Directive 1:
Summarize the novel in two sentences.

Article:
The Cabin Faced West is an historical children's novel by the American writer Jean Fritz.

Plot

Set in 1784 on Hamilton Hill, Washington County, Pennsylvania, near the Monongahela River some 20 miles south of Pittsburgh, this historical novel for children features ten-year-old Ann Hamilton. The Hamilton family has settled in "The Western Country" from the other side of the Allegheny Mountains from Gettysburg, and Ann is homesick for her friends and the comforts of civilization. Ann's only friend on Hamilton Hill is Andy McPhale, the son of squatter, and she takes on the project of teaching Andy to read and write. The story concludes with a visit by George Washington himself, who is inspecting his properties in the region and looking for a place to sup.

Directive 2:
Copy out the stored rows word for word, beginning at the first row and stopping after the line that contains "[525,240,538,273]", with that line included.

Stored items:

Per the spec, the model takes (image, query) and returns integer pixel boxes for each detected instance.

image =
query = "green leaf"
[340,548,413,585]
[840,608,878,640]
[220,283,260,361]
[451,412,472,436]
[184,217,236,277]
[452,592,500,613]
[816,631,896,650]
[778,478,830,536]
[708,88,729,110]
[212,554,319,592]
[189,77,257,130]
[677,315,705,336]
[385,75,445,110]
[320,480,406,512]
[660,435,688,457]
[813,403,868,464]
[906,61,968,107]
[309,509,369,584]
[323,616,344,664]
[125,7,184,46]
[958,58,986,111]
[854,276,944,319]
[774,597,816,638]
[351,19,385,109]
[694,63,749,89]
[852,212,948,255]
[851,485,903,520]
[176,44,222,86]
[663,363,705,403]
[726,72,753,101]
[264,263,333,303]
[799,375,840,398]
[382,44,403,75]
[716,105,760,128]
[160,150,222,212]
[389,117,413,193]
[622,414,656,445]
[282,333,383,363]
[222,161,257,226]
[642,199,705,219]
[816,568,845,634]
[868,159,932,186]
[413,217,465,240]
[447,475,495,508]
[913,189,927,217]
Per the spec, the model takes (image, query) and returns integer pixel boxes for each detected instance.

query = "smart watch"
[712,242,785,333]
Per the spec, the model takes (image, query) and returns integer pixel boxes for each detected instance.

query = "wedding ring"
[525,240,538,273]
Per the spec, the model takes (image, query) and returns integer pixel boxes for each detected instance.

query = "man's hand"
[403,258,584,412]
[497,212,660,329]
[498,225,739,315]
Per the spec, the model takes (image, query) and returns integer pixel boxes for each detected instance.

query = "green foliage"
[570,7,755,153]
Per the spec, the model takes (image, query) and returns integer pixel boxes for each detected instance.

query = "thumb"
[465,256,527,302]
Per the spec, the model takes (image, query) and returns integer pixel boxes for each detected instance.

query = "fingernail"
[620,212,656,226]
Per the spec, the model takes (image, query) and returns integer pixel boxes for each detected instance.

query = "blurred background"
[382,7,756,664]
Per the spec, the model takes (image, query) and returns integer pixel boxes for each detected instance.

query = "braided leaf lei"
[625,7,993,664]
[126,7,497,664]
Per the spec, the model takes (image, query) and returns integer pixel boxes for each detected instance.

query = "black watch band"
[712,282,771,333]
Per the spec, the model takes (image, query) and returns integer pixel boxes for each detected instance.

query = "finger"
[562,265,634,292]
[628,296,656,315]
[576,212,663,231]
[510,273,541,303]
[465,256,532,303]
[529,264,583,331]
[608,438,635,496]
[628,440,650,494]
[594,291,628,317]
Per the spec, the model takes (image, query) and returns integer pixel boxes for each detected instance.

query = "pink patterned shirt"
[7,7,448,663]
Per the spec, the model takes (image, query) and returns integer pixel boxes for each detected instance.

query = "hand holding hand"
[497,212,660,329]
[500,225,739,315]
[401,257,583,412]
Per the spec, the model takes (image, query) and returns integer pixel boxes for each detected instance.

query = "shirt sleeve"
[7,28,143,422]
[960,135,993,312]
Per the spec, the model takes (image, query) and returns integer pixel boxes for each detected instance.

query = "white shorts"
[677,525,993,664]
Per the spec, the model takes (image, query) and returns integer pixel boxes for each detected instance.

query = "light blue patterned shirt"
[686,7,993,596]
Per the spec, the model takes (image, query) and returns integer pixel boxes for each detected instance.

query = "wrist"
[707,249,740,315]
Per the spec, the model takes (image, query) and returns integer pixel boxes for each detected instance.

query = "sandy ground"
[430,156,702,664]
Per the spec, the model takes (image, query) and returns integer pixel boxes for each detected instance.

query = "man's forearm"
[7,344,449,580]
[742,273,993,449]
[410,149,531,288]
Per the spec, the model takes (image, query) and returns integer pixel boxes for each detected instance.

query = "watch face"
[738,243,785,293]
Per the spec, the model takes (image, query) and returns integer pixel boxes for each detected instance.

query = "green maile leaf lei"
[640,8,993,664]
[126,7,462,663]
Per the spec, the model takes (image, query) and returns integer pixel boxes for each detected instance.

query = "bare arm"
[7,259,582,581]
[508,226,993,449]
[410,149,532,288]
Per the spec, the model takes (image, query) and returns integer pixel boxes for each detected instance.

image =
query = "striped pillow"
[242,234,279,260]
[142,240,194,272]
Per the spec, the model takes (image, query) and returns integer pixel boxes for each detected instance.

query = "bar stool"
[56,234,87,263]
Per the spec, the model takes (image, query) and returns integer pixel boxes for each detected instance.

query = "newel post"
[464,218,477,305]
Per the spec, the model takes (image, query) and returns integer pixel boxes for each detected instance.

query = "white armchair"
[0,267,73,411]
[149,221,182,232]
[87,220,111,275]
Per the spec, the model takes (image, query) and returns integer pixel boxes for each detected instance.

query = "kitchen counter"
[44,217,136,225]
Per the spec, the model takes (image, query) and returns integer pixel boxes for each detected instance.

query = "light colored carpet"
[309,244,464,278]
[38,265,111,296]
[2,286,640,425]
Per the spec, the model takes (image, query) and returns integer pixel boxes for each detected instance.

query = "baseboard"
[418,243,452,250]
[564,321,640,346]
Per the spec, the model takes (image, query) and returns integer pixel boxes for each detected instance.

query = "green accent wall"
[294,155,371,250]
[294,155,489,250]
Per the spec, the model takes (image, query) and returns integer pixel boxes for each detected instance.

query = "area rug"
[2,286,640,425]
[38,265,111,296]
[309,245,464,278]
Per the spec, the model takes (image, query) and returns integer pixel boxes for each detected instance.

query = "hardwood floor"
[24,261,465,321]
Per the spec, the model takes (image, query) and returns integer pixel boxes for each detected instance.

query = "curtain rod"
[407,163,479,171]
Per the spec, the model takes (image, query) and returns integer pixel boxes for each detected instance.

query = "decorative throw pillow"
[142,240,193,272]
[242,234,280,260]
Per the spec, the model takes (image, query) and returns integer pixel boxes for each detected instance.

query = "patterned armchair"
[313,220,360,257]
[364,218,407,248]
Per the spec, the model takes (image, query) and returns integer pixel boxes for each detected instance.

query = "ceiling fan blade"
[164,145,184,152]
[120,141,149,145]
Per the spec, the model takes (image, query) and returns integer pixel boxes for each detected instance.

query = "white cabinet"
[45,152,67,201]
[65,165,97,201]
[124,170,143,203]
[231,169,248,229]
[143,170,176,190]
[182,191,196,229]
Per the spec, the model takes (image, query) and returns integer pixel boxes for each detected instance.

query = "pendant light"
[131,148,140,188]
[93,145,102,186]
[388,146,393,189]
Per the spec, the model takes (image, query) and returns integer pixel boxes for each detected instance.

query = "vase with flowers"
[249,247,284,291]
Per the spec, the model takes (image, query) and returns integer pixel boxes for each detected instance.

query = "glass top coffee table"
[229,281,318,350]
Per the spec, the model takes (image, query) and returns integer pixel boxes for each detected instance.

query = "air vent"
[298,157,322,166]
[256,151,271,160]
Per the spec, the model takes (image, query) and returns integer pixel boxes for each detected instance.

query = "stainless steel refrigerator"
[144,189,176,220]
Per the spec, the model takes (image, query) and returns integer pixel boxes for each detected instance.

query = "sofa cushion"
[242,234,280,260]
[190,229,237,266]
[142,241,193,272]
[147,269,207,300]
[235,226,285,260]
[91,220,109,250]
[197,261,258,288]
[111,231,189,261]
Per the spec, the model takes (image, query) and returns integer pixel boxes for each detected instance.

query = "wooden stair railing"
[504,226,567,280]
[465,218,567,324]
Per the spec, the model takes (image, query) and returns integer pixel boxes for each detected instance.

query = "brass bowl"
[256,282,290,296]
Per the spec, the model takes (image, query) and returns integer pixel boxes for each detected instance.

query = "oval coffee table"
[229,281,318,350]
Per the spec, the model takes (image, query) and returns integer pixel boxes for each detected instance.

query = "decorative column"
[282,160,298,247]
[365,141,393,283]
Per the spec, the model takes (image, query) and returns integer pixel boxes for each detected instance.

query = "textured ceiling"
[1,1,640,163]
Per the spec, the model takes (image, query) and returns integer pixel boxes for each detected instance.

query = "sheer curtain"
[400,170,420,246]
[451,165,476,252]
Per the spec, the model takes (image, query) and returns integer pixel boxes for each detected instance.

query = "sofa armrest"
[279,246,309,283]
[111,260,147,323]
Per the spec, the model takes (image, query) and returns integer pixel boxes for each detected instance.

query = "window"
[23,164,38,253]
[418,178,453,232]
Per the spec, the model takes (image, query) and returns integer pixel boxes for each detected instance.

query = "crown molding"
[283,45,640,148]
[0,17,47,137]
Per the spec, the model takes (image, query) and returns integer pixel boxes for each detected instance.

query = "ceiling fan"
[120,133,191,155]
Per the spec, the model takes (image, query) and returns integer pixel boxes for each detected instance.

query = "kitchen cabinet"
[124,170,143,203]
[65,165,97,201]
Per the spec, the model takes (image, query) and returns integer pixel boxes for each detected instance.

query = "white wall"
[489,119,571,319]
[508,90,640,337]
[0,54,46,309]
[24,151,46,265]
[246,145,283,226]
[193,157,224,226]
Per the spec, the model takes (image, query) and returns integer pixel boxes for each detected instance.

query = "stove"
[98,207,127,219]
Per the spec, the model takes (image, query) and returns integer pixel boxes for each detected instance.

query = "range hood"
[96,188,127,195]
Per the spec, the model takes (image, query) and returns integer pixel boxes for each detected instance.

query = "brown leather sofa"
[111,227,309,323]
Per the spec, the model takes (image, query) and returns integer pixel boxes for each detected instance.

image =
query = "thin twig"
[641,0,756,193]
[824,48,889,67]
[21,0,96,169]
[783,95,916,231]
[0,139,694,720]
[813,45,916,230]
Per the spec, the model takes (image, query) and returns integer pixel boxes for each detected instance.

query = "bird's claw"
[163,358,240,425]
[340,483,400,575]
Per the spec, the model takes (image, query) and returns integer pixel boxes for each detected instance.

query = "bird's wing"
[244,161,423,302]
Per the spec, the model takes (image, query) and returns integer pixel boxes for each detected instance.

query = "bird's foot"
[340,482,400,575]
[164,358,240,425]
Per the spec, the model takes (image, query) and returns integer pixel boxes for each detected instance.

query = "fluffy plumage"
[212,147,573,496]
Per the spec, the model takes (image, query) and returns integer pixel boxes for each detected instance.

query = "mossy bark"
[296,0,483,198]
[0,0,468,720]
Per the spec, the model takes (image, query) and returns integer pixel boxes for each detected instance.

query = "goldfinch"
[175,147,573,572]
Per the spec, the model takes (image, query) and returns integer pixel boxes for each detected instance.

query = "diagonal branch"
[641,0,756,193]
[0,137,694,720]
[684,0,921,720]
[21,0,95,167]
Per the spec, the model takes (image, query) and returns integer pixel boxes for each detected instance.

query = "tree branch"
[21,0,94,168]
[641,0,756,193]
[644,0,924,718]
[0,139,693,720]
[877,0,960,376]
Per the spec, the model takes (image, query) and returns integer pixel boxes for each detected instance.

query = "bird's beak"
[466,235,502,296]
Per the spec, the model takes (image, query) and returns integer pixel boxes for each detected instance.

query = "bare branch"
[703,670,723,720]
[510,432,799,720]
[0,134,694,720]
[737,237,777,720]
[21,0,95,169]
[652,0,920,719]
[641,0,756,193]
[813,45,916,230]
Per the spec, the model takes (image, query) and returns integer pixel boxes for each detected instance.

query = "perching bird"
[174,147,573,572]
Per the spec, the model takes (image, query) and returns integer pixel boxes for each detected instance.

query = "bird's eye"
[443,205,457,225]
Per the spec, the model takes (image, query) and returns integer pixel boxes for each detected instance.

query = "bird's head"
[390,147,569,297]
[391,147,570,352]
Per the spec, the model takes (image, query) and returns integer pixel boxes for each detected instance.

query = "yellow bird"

Final answer 1:
The Cabin Faced West, a historical children's novel by the American writer Jean Fritz, is set in 1784 on Hamilton Hill in Washington County, Pennsylvania, and features ten-year-old Ann Hamilton, who is homesick for her friends and the comforts of civilization. Her only friend there is Andy McPhale, a squatter's son whom she teaches to read and write, and the story concludes with a visit by George Washington, who is inspecting his properties in the region.

Final answer 2:
Per the spec, the model takes (image, query) and returns integer pixel boxes for each detected instance.

image =
query = "green leaf"
[340,548,413,585]
[840,608,878,640]
[220,283,260,361]
[451,412,472,436]
[184,217,236,277]
[452,592,500,613]
[816,631,896,650]
[778,478,830,536]
[708,88,729,110]
[212,554,319,592]
[189,77,257,130]
[677,315,705,336]
[385,75,445,110]
[320,480,406,512]
[660,435,688,457]
[813,403,868,464]
[906,61,968,107]
[309,509,369,584]
[323,616,344,664]
[125,7,184,46]
[958,58,986,111]
[854,276,944,319]
[774,597,816,638]
[351,19,385,109]
[694,63,749,89]
[852,212,948,255]
[851,485,903,520]
[176,44,222,86]
[663,363,705,403]
[726,72,753,101]
[264,263,333,303]
[799,375,840,398]
[382,44,403,75]
[716,105,760,128]
[160,150,222,212]
[389,117,413,193]
[622,414,656,445]
[282,333,383,363]
[222,161,257,226]
[642,199,705,219]
[816,568,845,634]
[868,159,932,186]
[413,217,465,240]
[447,475,495,508]
[913,189,927,217]
Per the spec, the model takes (image, query) and returns integer pixel boxes for each detected instance.

query = "smart watch"
[712,242,785,333]
Per the spec, the model takes (image, query) and returns integer pixel boxes for each detected instance.

query = "wedding ring"
[525,240,538,273]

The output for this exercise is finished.